→ **YOUR TASKS**
a - For each statement, say yes or no on whether it agrees with the forum thread below, and quote the exact words of the thread that decide it. (i) Setting maximum render quality carries a penalty even when it ends up doing nothing. (ii) One post reports that muting the audio track made the video run fine. (iii) In the project with six video tracks, enabling audio follows video caused bogging down.
b - Show every line of the listing below that contains the string "pick". Case counts.

→ **DOCUMENT SEGMENT**
::::::::::

One very important correction or addition:

ALL encodes, rendering and scaling, with hardware MPE enabled are done with maximum quality and using linear color, so in essence the same as MRQ without MPE. One caveat: AME follows the PR settings, so if you have MPE enabled when closing PR, the maximum quality applies, if you closed PR with MPE off, you have to set MRQ manually.

Steve Kalle
August 23rd, 2010, 04:12 PM
Steve,

One very important correction or addition:

ALL encodes, rendering and scaling, with hardware MPE enabled are done with maximum quality and using linear color, so in essence the same as MRQ without MPE. One caveat: AME follows the PR settings, so if you have MPE enabled when closing PR, the maximum quality applies, if you closed PR with MPE off, you have to set MRQ manually.

This is not entirely correct as there is a major difference when MRQ is checked and not checked and hardware acceleration enabled on both.

Harm Millaard
August 23rd, 2010, 04:32 PM
Steve,

I forgot one important aspect. You are still on 5.01.

Randall Leong
August 25th, 2010, 01:39 AM
Steve,

I forgot one important aspect. You are still on 5.01.

That is correct. 5.02 has not been officially released in North America yet.

Jay West
August 25th, 2010, 02:12 AM
I don't know if this is the same issue as the original poster, but there's many of us users, who have found out that Multicam simply bogged the system. It's not an AVCHD thing.
Ironically, once you mute the audio track, the video runs fine...
The culprit seems to be those of us who use the option "Audio follows video" in the flyout on the Multicam screen...
Only certain individuals seem to be having this problem..I am one of them..

Hmmmm. I've never used "audio follows video." And, with CS5, I'm only seeing the bogging-down when I've got AVCHD tracks in my multi-cam projects (which is most of them since I got an NX5). I went back to a multi-cam project that had bogged down with 2 AVCHD and 2 HDV tracks and tried muting the audio tracks. Still had the same problem. Tried enabling "audio follow video." Still had the same problem. Tried removing the audio tracks. Same problem. Went back to a current project --- where I've actually got six video tracks (3 AVCHD and 3 HDV, put together in my multi-cam tracks plus two additional cut-away cams for different parts of the wedding venue) plus multiple audio tracks. Tried enabling audio follows video. No bogging down. Go figure.

Steve Kalle
September 2nd, 2010, 11:29 AM
Well, 5.02 has been released and MRQ is the same; so, what are you talking about Harm?

Harm Millaard
September 3rd, 2010, 01:56 AM
From the horses mouth:

Maximum render quality specifies that software should scale using a bicubic filter and blend in linear colour. For exports scaling and blending on the GPU will always process similar to software’s max quality, even without the flag set. Even with CUDA enabled there are cases where setting max quality can make a difference, namely any scaling or blending done not on the GPU but in software as part of an accelerated export. Setting maximum render quality will have no penalty and end up doing nothing if you do not fall into such a case. If you are seeing an increase of render time then you are falling into one such case and there will be a quality difference.

::::::::::

→ **LISTED RECORDS**

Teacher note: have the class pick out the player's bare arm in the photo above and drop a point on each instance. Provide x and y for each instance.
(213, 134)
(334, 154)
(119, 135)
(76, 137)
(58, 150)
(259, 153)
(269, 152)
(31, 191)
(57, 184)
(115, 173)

::::::::::

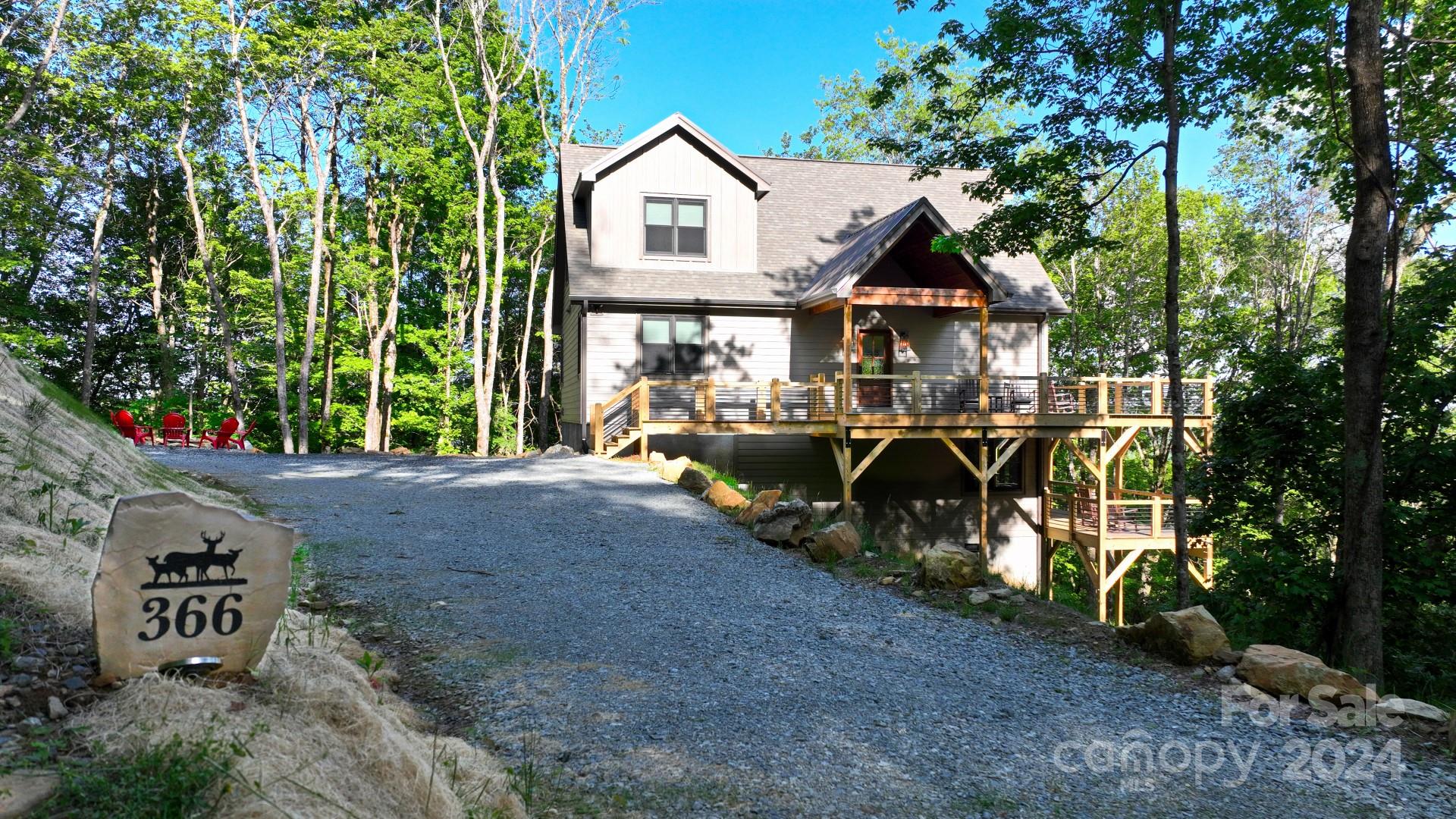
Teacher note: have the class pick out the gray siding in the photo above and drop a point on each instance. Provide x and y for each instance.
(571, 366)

::::::::::

→ **ANSWERS FOR THIS EXERCISE**
a -
(i) No: "Setting maximum render quality will have no penalty and end up doing nothing if you do not fall into such a case."
(ii) Yes: "Ironically, once you mute the audio track, the video runs fine..."
(iii) No: "Tried enabling audio follows video. No bogging down."

b -
Teacher note: have the class pick out the player's bare arm in the photo above and drop a point on each instance. Provide x and y for each instance.
Teacher note: have the class pick out the gray siding in the photo above and drop a point on each instance. Provide x and y for each instance.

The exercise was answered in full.